━━━ Supplied entries

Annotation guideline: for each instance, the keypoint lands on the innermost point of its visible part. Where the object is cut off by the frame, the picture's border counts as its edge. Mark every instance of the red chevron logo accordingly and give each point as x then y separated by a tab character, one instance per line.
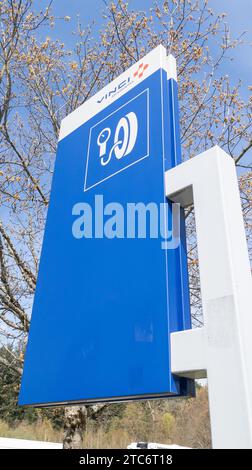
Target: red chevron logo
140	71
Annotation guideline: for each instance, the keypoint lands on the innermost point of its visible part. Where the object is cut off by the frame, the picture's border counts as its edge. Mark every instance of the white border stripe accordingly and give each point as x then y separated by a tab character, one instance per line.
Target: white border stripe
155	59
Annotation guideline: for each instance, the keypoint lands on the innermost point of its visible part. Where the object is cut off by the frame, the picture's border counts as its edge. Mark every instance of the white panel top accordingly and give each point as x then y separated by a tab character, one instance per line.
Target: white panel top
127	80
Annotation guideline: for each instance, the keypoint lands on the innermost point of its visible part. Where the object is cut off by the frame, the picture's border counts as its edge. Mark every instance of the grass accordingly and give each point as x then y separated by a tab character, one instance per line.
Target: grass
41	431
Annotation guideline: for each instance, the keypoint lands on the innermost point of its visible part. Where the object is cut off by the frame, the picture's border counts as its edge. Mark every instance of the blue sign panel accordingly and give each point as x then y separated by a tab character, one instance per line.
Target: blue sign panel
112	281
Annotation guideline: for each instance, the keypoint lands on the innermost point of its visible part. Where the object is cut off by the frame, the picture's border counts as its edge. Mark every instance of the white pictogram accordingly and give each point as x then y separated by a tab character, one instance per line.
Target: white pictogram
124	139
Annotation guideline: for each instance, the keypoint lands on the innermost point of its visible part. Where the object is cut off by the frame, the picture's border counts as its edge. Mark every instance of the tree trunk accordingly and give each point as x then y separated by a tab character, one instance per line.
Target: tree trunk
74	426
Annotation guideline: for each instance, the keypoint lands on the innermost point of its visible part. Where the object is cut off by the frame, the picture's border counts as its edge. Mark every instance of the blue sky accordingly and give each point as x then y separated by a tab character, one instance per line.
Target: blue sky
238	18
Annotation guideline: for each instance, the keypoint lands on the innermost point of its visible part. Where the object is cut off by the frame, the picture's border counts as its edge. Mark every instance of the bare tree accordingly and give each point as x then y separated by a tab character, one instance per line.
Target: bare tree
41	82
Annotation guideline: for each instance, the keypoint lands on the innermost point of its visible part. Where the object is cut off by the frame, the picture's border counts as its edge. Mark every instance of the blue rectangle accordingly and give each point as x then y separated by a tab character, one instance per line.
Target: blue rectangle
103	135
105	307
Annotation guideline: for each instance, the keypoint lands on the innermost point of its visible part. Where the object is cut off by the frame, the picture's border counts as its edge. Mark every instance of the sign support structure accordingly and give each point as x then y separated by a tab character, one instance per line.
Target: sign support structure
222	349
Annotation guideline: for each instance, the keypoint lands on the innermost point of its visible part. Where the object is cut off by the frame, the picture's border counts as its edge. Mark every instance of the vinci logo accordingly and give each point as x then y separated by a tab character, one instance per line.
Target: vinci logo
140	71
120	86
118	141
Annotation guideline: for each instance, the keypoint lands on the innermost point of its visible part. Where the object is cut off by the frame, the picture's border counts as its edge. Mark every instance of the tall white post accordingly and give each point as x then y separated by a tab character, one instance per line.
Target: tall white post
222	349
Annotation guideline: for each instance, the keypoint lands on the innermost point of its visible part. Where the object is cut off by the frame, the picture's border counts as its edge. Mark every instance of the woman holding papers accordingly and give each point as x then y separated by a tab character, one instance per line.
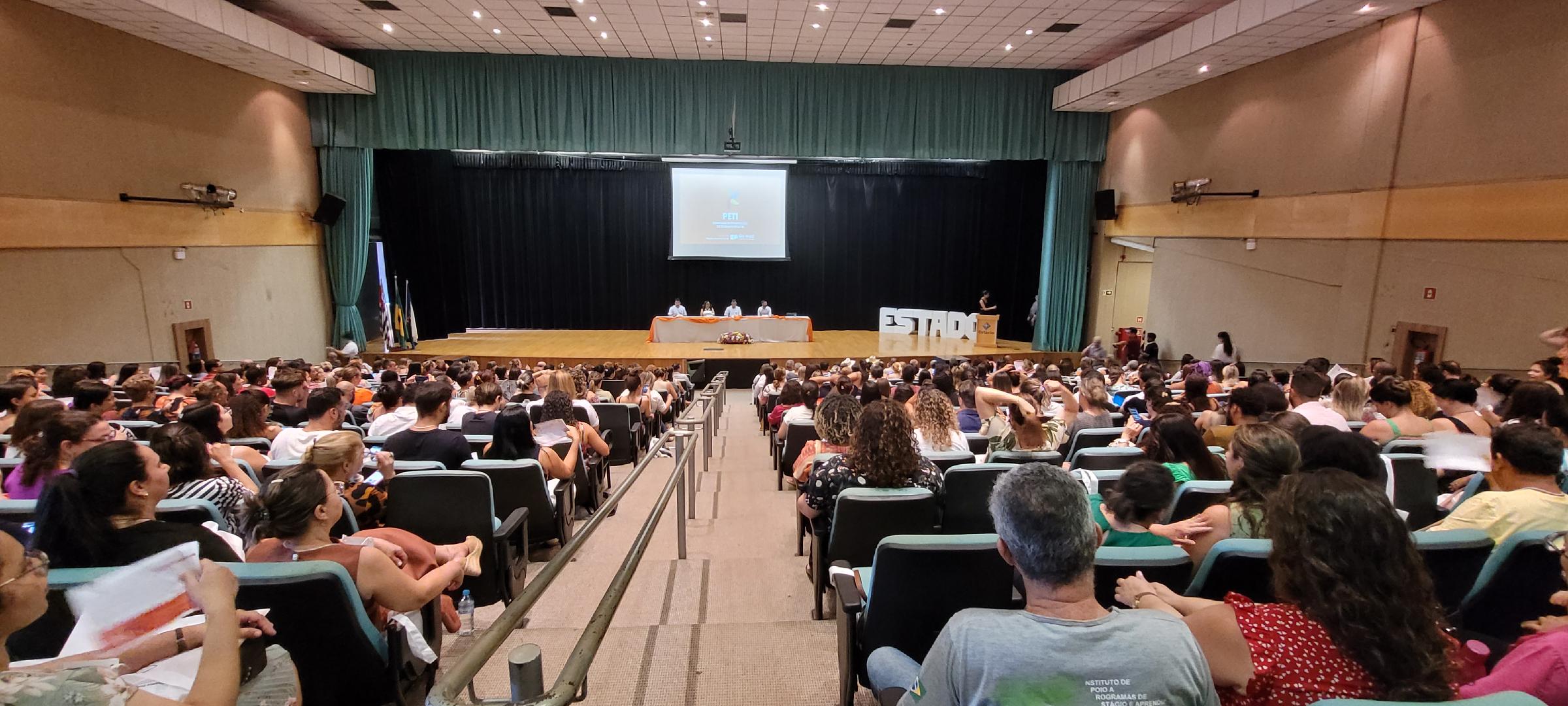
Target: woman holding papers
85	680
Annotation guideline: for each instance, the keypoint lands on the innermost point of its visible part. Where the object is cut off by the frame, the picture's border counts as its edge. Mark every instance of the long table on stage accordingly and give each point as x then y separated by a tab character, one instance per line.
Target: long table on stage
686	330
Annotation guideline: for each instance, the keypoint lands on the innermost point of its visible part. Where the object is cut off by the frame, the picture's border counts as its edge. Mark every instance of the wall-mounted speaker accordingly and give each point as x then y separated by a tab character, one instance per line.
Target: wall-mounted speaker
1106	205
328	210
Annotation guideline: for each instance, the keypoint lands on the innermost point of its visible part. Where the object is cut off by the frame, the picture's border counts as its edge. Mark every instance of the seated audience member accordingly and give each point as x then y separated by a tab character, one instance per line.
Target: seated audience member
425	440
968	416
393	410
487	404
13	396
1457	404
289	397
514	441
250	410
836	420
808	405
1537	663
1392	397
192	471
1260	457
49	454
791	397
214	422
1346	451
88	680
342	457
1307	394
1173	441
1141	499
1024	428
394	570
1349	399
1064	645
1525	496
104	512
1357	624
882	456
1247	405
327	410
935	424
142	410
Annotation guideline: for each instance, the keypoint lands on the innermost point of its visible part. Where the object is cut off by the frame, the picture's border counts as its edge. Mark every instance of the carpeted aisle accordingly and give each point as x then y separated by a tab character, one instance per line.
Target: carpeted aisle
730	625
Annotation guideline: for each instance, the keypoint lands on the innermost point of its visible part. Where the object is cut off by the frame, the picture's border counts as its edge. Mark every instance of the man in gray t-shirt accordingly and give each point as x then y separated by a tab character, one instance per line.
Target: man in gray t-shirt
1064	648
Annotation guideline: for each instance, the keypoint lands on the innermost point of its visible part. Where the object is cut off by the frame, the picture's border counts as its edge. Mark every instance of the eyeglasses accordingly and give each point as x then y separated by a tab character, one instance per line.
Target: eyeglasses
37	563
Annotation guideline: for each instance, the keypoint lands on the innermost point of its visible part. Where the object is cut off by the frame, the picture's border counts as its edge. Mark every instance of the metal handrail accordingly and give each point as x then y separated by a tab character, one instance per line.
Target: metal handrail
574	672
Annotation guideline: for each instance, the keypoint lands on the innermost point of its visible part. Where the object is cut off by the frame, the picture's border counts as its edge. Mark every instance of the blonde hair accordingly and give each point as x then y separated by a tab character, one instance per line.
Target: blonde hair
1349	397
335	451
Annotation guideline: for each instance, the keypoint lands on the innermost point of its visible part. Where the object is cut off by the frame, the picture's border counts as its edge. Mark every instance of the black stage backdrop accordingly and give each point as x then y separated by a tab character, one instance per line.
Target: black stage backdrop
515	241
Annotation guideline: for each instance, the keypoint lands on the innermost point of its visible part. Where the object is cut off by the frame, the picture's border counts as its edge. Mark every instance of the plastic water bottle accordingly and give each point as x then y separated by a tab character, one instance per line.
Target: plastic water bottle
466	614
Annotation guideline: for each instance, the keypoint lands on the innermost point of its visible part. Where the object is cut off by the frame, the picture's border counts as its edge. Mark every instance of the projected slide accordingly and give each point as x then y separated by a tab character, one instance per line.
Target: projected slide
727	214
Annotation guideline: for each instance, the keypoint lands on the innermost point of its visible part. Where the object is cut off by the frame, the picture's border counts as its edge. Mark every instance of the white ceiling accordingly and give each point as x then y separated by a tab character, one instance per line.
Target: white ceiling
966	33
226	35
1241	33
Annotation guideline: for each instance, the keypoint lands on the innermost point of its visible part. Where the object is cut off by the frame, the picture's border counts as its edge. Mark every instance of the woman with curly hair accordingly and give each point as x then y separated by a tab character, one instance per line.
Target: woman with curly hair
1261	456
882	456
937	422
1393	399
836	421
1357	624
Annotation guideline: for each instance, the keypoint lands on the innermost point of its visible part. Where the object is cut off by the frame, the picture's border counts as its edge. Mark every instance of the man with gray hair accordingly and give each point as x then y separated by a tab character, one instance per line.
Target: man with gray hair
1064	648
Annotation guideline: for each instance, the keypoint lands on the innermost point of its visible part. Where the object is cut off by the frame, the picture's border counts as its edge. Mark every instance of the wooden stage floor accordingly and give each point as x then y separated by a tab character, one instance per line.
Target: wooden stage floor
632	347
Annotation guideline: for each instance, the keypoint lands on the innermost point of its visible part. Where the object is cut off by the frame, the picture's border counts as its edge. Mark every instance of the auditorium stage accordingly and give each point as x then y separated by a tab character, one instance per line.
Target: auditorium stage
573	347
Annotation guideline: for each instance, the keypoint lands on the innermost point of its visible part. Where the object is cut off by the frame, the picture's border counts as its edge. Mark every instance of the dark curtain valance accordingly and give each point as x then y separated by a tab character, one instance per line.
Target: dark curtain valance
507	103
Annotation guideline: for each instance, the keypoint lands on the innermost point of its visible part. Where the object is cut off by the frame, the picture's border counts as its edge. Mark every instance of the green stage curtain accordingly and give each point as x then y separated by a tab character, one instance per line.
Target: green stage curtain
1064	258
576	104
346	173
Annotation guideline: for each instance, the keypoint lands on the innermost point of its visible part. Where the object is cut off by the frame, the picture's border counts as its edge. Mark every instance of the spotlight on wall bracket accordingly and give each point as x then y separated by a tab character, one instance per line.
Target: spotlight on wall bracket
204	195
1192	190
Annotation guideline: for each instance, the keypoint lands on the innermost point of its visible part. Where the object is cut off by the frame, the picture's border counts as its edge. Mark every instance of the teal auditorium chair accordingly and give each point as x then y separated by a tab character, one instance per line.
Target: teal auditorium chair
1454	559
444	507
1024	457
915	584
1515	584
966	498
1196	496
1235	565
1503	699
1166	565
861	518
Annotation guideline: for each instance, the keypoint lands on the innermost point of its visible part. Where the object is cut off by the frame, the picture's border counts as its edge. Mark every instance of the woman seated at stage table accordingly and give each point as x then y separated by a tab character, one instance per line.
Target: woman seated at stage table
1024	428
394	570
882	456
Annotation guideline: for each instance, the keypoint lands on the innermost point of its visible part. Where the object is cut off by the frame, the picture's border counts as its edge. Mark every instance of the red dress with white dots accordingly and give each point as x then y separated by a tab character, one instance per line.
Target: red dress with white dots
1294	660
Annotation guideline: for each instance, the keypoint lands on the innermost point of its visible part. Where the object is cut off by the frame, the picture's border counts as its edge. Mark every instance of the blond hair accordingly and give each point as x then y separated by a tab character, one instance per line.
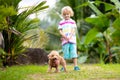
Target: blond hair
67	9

━━━━━━

Task goal:
Without the pictures, retype exactly the lines from the one that holds "of the teal" to the last line of the data above, both of them included.

Solution to this task:
Annotation guideline: for each instance, the keypoint lands on the innermost point of its visible part. Where the object is cut off by the frame, the picture's border counts as its edge. Mark every instance of the teal auditorium chair accordingly and give each point as x then y separated by a tab character, one instance per line.
Target: teal auditorium chair
1454	559
444	507
1024	457
915	584
1515	584
966	498
1196	496
1235	565
1503	699
1166	565
861	518
Annotation guideline: for each instance, the keypoint lands on the innermost point of its visible part. Where the object is cut off by the frame, the picture's border counts as its edge. Mark every instance of the woman seated at stage table accordingly and give each point as x then y separated by a tab character, one instance per line.
Target: woman seated at stage table
1024	428
394	570
882	456
Annotation guideline: for each instance, the keypoint lands on the innermost point of its visible part. Where the object is cut off by the frame, the picture's border counts as its edge. Mark every instance of the red dress with white dots accordingly and give each point as x then y separated by a tab character, one instance per line.
Target: red dress with white dots
1294	660
Annotation guideline: for each instance, the keypoint lands on the innermost point of its visible part. Where the object is cut off by the frame, the picture's border counts as its edge. Mark every instance of the blond hair accordingly and give each point as x then y separated by a tab character, one instance per line.
Target: blond hair
67	9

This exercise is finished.